REQUIREMENT A
In the TSC deadline timer discussion, starting with which machine type was kvmclock introduced?
REQUIREMENT B
Pick up the TSC deadline timer discussion after its final sentence and keep it going.

PROVIDED TEXT

============

See above. Also, I don't think this comment applies very well to this
function.

> +    env->cpuid_ext_features &= ~CPUID_EXT_TSC_DEADLINE_TIMER;

Can that feature possibly be set in cpuid_ext_features? I thought the
kernel now refrains from this.

> +    if (env->tsc_deadline_timer_enabled) {
> +        if (kvm_irqchip_in_kernel() &&
> +            kvm_check_extension(s, KVM_CAP_TSC_DEADLINE_TIMER)) {
> +            env->cpuid_ext_features |= CPUID_EXT_TSC_DEADLINE_TIMER;
> +        }
> +    }
>  
>      env->cpuid_ext2_features &= kvm_arch_get_supported_cpuid(s, 0x80000001,
>                                                               0, R_EDX);

Sorry, it remains bogus to expose the tsc deadline timer feature on
machines < pc-1.1. That's just like we introduced kvmclock only to
pc-0.14 onward. The reason is that guest OSes so far running on qemu-1.0
or older without deadline timer support must not find that feature when
being migrated to a host with qemu-1.1 in pc-1.0 compat mode. Yes, the
user can explicitly disable it, but that is not the idea of legacy
machine models. They should provide the very same environment that older
qemu versions offered.

Jan
Liu, Jinsong - Jan. 5, 2012, 8:07 p.m.
> This requires some logic change and then rewording:
> 
> - enable TSC deadline timer support by default if in-kernel irqchip is
>   used
> - disable it on user request via a cpu feature flag

Yes, the logic has been implemented by the former patch as:
+    if (env->tsc_deadline_timer_enabled) {	// user control, default is to authorize tsc deadline timer feature
+        if (kvm_irqchip_in_kernel() &&		// in-kerenl irqchip is used
+            kvm_check_extension(s, KVM_CAP_TSC_DEADLINE_TIMER)) {
+            env->cpuid_ext_features |= CPUID_EXT_TSC_DEADLINE_TIMER;
+        }
+    }

> - disable it for older machine types (see below) by default
> 
> TSC deadline timer emulation in user space is a different story to be
> told once we have a patch for it.

============

ENTRIES SHOWN
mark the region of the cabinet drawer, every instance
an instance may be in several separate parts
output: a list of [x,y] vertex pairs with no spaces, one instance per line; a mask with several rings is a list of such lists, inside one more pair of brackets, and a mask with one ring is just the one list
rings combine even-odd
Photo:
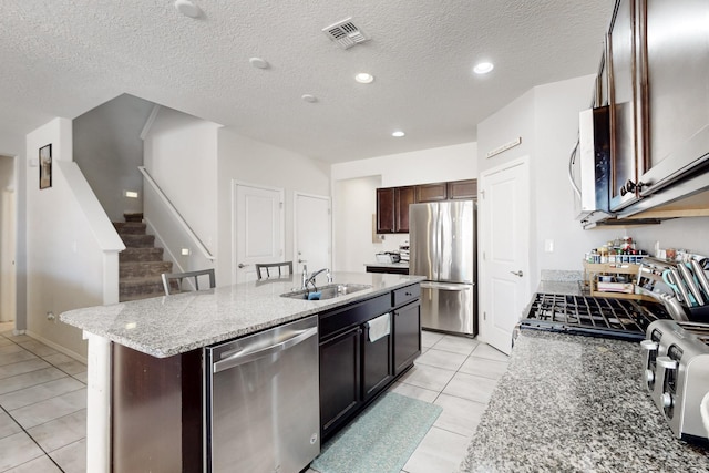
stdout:
[[399,307],[421,297],[421,286],[415,284],[392,291],[392,306]]
[[320,340],[352,326],[364,323],[377,316],[391,309],[391,299],[388,294],[351,306],[320,313]]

============

EXERCISE RESPONSE A
pc-0.14

EXERCISE RESPONSE B
> 
>> 
>> Signed-off-by: Liu, Jinsong <jinsong.liu@intel.com> ---
>>  target-i386/cpu.h   |    2 ++
>>  target-i386/cpuid.c |    7 ++++++-
>>  target-i386/kvm.c   |   13 +++++++++++++
>>  3 files changed, 21 insertions(+), 1 deletions(-)
>> 
>> diff --git a/target-i386/cpu.h b/target-i386/cpu.h
>> index 177d8aa..f2d0ad5 100644
>> --- a/target-i386/cpu.h
>> +++ b/target-i386/cpu.h
>> @@ -399,6 +399,7 @@
>>  #define CPUID_EXT_X2APIC   (1 << 21)
>>  #define CPUID_EXT_MOVBE    (1 << 22)
>>  #define CPUID_EXT_POPCNT   (1 << 23)
>> +#define CPUID_EXT_TSC_DEADLINE_TIMER (1 << 24)
>>  #define CPUID_EXT_XSAVE    (1 << 26)
>>  #define CPUID_EXT_OSXSAVE  (1 << 27)
>>  #define CPUID_EXT_HYPERVISOR  (1 << 31)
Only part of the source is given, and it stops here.